### WHAT THE EXERCISE ASKS
Tally how many lines of the records below contain the word "girl", with case counting, and give that number alone.

### SUPPLIED RECORDS

## Start

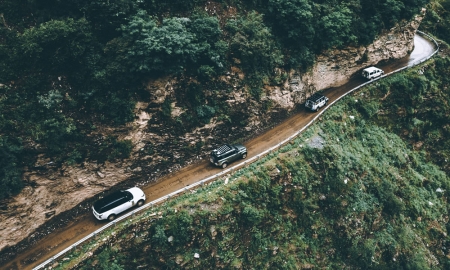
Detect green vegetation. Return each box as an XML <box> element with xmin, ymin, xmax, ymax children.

## End
## Start

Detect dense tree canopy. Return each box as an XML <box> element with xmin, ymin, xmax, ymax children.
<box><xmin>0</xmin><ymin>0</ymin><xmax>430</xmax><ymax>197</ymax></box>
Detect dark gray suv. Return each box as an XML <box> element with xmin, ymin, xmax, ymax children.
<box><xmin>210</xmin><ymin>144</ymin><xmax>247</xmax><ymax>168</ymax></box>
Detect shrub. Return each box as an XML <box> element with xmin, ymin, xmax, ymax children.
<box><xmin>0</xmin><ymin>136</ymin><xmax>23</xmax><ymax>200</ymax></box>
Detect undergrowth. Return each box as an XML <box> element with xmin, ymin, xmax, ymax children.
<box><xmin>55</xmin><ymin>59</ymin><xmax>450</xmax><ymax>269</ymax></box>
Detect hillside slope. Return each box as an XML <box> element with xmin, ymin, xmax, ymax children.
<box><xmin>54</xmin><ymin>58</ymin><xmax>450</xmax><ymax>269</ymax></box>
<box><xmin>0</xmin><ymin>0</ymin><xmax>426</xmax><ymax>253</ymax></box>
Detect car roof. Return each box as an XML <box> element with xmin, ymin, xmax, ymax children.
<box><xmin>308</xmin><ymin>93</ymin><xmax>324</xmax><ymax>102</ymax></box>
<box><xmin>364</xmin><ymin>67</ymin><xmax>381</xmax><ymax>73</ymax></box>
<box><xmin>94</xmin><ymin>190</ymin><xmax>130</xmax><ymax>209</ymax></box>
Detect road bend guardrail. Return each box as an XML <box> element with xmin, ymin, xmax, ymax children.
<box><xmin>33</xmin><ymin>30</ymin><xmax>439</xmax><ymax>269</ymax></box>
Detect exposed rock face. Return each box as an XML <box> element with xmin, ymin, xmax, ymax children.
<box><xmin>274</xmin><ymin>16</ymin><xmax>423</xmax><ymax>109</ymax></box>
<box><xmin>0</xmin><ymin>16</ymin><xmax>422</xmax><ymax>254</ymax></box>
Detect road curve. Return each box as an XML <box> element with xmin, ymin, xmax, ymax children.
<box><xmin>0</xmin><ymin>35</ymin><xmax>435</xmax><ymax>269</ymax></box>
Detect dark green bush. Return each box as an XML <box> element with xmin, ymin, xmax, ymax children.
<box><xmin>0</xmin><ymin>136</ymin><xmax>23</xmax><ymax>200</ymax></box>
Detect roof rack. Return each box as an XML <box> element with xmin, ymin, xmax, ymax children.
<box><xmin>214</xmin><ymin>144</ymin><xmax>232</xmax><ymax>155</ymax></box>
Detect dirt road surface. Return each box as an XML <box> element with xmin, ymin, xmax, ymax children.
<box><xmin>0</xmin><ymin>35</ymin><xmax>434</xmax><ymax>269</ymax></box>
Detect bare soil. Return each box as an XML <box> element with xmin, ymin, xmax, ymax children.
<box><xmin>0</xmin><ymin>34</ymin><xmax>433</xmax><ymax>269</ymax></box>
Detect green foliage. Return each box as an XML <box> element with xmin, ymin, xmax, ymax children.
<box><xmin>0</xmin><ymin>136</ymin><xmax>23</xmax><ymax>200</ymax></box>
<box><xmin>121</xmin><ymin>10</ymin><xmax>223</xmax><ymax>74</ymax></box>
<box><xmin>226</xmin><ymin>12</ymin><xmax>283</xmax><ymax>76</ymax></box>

## End
## Start

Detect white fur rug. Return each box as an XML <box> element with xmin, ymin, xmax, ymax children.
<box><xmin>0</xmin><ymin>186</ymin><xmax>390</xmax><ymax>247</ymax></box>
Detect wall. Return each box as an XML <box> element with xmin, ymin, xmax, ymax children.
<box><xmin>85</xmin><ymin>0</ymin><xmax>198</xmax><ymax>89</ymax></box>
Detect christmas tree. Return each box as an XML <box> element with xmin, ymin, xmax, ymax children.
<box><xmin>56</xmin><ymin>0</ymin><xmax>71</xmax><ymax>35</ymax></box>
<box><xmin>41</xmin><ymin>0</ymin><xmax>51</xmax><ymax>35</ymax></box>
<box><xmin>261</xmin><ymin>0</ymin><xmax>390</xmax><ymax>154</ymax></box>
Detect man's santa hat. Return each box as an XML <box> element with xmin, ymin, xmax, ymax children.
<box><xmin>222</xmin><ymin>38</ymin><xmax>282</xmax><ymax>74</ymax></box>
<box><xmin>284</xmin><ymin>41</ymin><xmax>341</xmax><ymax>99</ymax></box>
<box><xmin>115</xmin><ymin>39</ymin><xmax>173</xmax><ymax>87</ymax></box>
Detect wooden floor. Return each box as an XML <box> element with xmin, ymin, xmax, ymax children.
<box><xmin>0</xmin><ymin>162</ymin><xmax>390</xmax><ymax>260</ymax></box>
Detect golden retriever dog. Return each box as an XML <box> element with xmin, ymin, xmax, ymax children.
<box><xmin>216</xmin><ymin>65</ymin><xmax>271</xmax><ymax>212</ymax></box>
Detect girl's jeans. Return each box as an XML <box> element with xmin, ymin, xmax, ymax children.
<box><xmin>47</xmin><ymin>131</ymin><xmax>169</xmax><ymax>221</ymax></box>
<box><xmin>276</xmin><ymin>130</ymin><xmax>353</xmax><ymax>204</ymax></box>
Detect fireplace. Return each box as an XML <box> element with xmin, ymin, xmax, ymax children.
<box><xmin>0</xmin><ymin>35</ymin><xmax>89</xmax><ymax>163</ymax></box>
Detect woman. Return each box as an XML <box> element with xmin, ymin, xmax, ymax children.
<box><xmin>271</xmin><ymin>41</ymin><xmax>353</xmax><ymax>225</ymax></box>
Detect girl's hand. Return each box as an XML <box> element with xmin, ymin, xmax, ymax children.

## End

### THE OUTPUT
2